_Input_
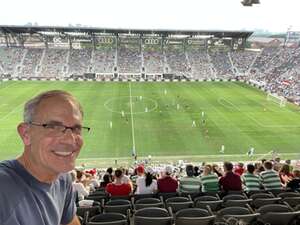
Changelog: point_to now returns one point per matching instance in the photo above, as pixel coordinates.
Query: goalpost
(276, 99)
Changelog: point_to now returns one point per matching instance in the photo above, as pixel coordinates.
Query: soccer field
(158, 119)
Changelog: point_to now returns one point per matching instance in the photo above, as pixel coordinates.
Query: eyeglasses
(59, 129)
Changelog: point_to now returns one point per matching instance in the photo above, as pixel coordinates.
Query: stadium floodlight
(249, 2)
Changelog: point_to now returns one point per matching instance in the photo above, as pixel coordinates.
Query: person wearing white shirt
(146, 184)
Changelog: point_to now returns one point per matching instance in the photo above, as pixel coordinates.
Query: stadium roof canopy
(98, 31)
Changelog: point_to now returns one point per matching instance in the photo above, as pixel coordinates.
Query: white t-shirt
(81, 190)
(141, 186)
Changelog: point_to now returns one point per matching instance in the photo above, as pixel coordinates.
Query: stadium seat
(234, 214)
(288, 194)
(178, 203)
(108, 219)
(277, 214)
(292, 201)
(194, 216)
(153, 216)
(141, 196)
(87, 212)
(235, 200)
(212, 201)
(118, 206)
(166, 195)
(148, 202)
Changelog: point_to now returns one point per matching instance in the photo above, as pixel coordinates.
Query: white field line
(194, 156)
(253, 119)
(15, 109)
(132, 126)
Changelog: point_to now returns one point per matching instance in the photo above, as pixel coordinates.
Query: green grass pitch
(158, 119)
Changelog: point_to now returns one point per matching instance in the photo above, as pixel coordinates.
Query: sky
(271, 15)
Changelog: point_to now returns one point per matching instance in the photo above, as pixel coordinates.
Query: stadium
(144, 89)
(161, 99)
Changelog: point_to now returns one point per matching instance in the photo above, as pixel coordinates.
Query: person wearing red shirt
(167, 183)
(118, 187)
(230, 181)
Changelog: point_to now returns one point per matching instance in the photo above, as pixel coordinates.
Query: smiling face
(47, 155)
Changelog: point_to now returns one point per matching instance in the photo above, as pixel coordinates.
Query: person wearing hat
(167, 183)
(146, 184)
(189, 183)
(118, 187)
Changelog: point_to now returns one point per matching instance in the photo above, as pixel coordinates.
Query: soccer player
(250, 153)
(203, 117)
(194, 123)
(222, 150)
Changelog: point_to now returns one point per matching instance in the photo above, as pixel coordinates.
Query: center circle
(140, 104)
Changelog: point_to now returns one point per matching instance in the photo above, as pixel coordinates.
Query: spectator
(196, 171)
(209, 180)
(239, 169)
(105, 180)
(167, 183)
(36, 188)
(230, 181)
(146, 184)
(294, 184)
(250, 180)
(110, 171)
(78, 186)
(118, 187)
(189, 183)
(270, 178)
(285, 174)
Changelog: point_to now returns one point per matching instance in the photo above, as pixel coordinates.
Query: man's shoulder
(8, 175)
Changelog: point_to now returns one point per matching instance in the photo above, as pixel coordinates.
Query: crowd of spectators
(153, 61)
(103, 60)
(129, 59)
(54, 62)
(278, 68)
(272, 175)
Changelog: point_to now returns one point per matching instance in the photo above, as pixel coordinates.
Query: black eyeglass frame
(46, 125)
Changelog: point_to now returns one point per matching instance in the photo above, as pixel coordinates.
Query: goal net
(280, 100)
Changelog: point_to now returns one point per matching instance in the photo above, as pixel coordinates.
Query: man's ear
(23, 130)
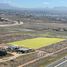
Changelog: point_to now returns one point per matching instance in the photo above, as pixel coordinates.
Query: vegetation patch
(36, 42)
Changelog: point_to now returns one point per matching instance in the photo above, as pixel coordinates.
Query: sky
(36, 3)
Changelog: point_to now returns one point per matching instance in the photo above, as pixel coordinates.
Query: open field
(36, 42)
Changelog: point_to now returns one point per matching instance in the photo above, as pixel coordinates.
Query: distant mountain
(6, 6)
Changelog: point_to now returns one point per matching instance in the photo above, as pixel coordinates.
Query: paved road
(60, 63)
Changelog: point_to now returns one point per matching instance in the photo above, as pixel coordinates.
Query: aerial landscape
(33, 33)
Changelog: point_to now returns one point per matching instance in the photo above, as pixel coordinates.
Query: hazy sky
(36, 3)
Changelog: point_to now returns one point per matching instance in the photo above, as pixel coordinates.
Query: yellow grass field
(36, 43)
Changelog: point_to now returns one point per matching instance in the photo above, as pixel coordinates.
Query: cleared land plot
(36, 43)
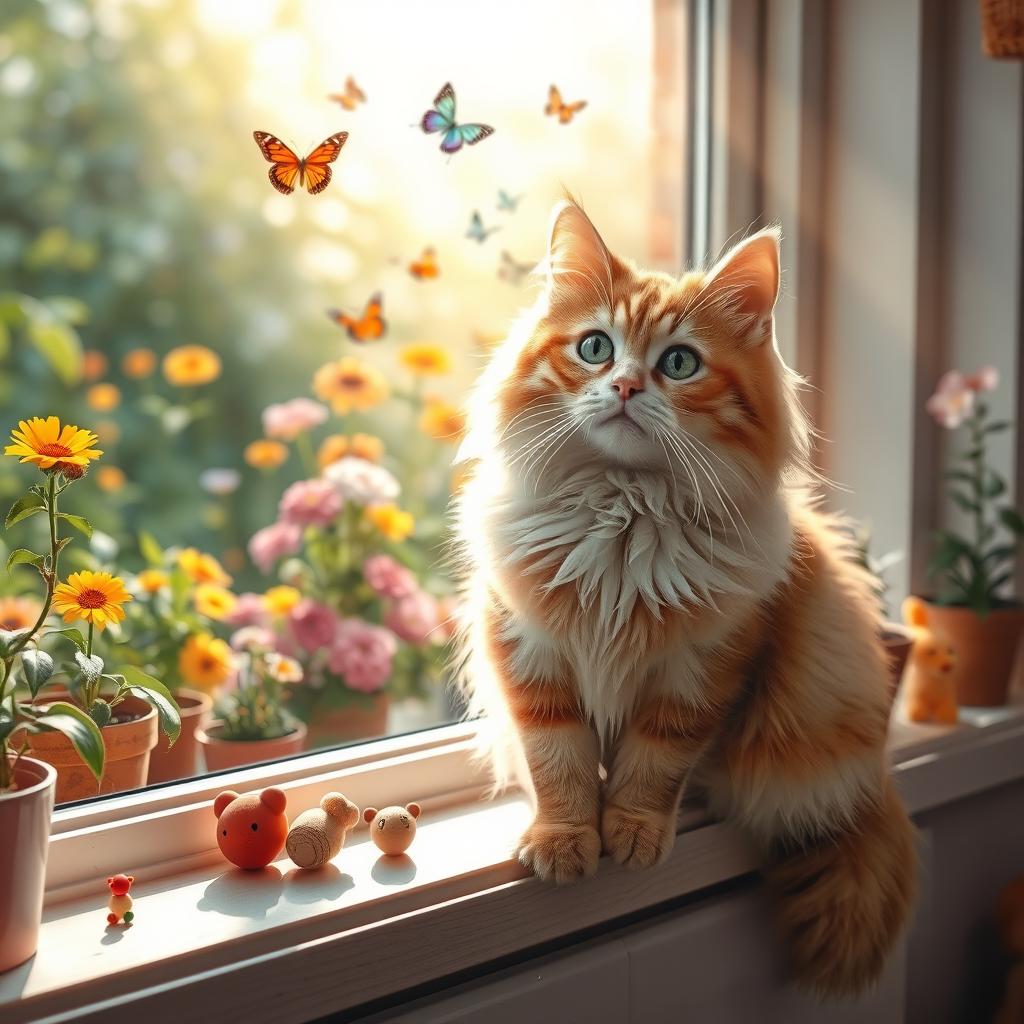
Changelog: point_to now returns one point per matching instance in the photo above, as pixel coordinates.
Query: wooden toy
(251, 829)
(120, 902)
(316, 836)
(929, 689)
(392, 828)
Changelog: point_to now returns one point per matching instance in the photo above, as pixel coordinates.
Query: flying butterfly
(441, 118)
(313, 172)
(426, 266)
(476, 229)
(351, 97)
(564, 112)
(370, 327)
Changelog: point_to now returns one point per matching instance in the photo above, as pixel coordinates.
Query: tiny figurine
(120, 902)
(393, 828)
(316, 836)
(251, 829)
(929, 690)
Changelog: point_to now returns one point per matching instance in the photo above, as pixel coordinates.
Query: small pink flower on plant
(287, 420)
(309, 503)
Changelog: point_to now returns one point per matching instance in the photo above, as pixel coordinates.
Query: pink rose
(309, 503)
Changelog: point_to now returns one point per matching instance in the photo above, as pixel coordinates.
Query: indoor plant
(972, 568)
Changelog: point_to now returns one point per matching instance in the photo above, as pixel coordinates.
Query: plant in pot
(127, 706)
(973, 566)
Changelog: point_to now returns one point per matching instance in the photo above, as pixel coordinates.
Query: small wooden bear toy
(316, 836)
(120, 902)
(251, 829)
(392, 828)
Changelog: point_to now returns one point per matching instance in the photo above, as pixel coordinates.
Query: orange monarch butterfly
(313, 172)
(564, 112)
(369, 327)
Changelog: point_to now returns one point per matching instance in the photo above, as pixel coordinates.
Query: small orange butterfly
(351, 97)
(313, 172)
(426, 265)
(369, 327)
(564, 112)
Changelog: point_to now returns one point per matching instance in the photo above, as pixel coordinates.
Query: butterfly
(313, 172)
(370, 327)
(426, 265)
(351, 97)
(507, 202)
(476, 229)
(441, 118)
(512, 270)
(564, 112)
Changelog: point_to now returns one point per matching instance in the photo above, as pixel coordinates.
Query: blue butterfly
(476, 229)
(441, 118)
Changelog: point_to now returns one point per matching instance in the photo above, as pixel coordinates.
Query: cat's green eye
(679, 363)
(595, 347)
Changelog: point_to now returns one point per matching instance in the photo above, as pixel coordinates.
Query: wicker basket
(1003, 29)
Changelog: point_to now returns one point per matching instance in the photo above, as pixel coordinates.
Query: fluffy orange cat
(651, 590)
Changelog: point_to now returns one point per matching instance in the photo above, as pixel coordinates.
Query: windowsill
(295, 945)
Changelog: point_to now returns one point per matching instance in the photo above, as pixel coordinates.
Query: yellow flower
(110, 478)
(95, 597)
(426, 358)
(138, 363)
(213, 601)
(103, 397)
(205, 662)
(391, 521)
(153, 581)
(192, 365)
(203, 568)
(442, 421)
(349, 384)
(265, 454)
(52, 450)
(281, 600)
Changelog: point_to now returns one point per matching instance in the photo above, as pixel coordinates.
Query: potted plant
(251, 723)
(125, 705)
(971, 611)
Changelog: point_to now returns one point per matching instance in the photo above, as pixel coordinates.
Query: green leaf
(80, 729)
(79, 522)
(30, 504)
(156, 693)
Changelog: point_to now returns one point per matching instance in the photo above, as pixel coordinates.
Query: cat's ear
(747, 281)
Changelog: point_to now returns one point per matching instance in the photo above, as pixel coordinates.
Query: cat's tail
(845, 900)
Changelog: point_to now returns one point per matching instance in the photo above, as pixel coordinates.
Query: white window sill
(289, 945)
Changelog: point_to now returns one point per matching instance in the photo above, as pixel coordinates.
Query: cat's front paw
(637, 839)
(559, 851)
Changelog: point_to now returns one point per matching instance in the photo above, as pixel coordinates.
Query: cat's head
(637, 369)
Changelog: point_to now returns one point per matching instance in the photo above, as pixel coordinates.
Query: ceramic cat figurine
(651, 589)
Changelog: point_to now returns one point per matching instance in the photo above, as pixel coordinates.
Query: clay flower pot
(181, 760)
(984, 650)
(220, 754)
(127, 742)
(25, 840)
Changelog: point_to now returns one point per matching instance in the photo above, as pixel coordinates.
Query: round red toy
(251, 829)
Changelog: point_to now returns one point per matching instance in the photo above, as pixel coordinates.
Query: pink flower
(313, 625)
(361, 654)
(413, 617)
(271, 543)
(289, 419)
(309, 503)
(387, 578)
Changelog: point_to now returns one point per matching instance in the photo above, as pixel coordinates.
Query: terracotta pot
(220, 754)
(181, 760)
(128, 745)
(25, 841)
(343, 725)
(984, 650)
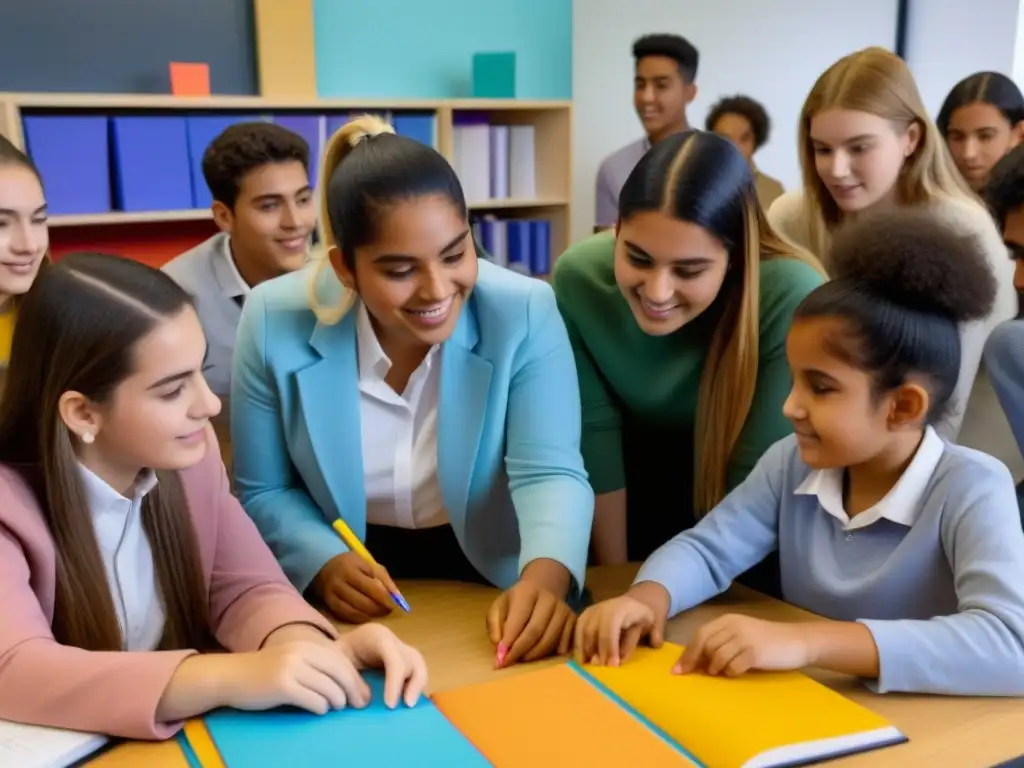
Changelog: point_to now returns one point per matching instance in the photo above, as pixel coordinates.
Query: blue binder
(375, 735)
(519, 246)
(416, 125)
(151, 164)
(307, 126)
(540, 246)
(73, 157)
(202, 130)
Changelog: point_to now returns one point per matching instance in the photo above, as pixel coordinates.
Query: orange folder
(552, 717)
(189, 79)
(761, 718)
(133, 754)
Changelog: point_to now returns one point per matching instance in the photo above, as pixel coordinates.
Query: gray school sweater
(938, 578)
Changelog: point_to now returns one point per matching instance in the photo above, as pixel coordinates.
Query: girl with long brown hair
(678, 321)
(24, 238)
(866, 143)
(118, 531)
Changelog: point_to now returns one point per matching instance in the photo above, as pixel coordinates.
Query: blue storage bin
(416, 125)
(151, 164)
(73, 157)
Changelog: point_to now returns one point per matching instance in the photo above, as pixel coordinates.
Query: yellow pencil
(353, 543)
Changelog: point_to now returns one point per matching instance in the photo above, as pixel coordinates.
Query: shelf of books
(123, 172)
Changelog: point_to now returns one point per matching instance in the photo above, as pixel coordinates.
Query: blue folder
(540, 250)
(73, 157)
(151, 164)
(416, 125)
(202, 130)
(375, 735)
(307, 126)
(519, 246)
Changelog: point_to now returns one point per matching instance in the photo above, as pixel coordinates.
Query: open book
(35, 747)
(757, 720)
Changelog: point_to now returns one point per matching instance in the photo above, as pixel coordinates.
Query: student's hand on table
(529, 622)
(608, 632)
(374, 646)
(308, 675)
(733, 644)
(354, 591)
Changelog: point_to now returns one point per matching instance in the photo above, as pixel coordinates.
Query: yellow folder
(757, 719)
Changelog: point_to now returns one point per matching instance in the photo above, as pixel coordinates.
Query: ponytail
(339, 146)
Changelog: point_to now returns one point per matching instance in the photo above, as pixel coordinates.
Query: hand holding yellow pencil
(353, 543)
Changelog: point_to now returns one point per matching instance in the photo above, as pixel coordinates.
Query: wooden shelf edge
(165, 101)
(485, 205)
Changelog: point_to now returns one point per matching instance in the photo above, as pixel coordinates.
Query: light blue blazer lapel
(465, 386)
(329, 393)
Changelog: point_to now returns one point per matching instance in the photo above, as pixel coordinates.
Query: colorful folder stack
(636, 714)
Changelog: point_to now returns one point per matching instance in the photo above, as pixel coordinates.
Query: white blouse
(399, 437)
(127, 559)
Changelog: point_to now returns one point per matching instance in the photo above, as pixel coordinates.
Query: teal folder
(375, 735)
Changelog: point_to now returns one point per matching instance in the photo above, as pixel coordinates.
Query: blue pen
(355, 545)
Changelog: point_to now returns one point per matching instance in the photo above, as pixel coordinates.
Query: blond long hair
(344, 140)
(879, 82)
(701, 178)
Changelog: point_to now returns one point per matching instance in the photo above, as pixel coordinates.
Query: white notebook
(34, 747)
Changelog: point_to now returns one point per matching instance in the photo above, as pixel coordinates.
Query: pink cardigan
(117, 693)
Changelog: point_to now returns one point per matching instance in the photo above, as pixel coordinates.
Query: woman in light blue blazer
(425, 396)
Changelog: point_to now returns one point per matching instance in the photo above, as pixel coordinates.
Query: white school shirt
(901, 504)
(399, 437)
(243, 289)
(127, 558)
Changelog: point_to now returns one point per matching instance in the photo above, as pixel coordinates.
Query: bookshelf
(551, 123)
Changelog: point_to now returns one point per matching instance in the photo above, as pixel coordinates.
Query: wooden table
(448, 626)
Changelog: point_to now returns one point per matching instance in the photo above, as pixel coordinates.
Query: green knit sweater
(655, 379)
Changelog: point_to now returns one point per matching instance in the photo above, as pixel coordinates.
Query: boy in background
(663, 88)
(1004, 356)
(258, 174)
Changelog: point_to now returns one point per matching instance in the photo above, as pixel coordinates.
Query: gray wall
(124, 46)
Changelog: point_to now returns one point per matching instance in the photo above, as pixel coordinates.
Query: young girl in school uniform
(981, 120)
(424, 395)
(125, 563)
(908, 547)
(24, 238)
(866, 142)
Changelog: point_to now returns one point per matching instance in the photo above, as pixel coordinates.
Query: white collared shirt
(399, 437)
(243, 288)
(127, 558)
(900, 505)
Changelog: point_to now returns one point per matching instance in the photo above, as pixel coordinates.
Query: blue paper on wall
(151, 161)
(375, 735)
(73, 157)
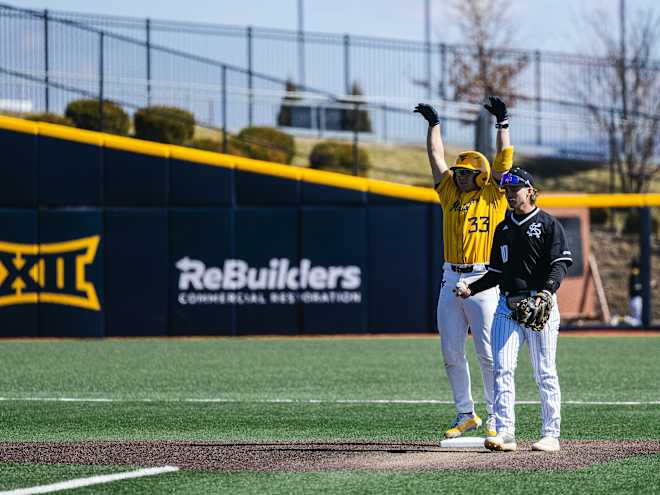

_What is expected_
Please restate word for word each line from the one containing "Query: blond long hair" to the end of the data above, without the pictures.

_Response_
Query: blond long hair
(344, 140)
(879, 82)
(701, 178)
Changelog: point_to now returns one point per matching instance in the photo above, as pixel coordinates.
Query: white notebook
(34, 747)
Changelog: point_to now returns one point per matching instance in the photo above, as pixel coordinates.
Query: pink cardigan
(117, 693)
Changelog: point_to now returns one point per matching instance in the photo above, as pixel coordinates.
Query: woman in light blue blazer
(425, 396)
Changelog: point_to now returns one point per matching instance in the photo above, as pixel coordinates.
Query: white school shirt
(901, 504)
(399, 437)
(243, 289)
(127, 558)
Changelog: point_to now returns one point per matching instance in the photo above, as pixel coordinates.
Query: bookshelf
(551, 123)
Changelog: point_to now returns one point per matching instance in the photo above, as pixel coordinates.
Query: wooden table
(448, 626)
Changelog: point_to now returns one point per matching instance in the photo above, as pixel coordinates.
Query: green knit sweater
(655, 379)
Changelog: point_to now returns one point per matching instance in the photo above, as pixel coordinates.
Query: boy in background
(663, 88)
(1004, 356)
(258, 174)
Changelog: point_to now returns one point per matching instance in the photo above, as pixel coordinates.
Query: gray wall
(124, 46)
Changelog: point_to now returns one point per matching instance in the photo above, as pixel coordinates.
Query: young girl in school uniform
(981, 120)
(424, 395)
(125, 563)
(908, 547)
(24, 238)
(866, 142)
Changelog: point_to now returns one point per matching instance in the photo above, as pixel coordinates.
Query: white collared shirt
(399, 437)
(243, 288)
(127, 558)
(900, 505)
Changelog: point_to now returns one point per matching instance in the photo above, as pixel coordinates.
Query: blue paper on wall
(151, 161)
(375, 735)
(73, 157)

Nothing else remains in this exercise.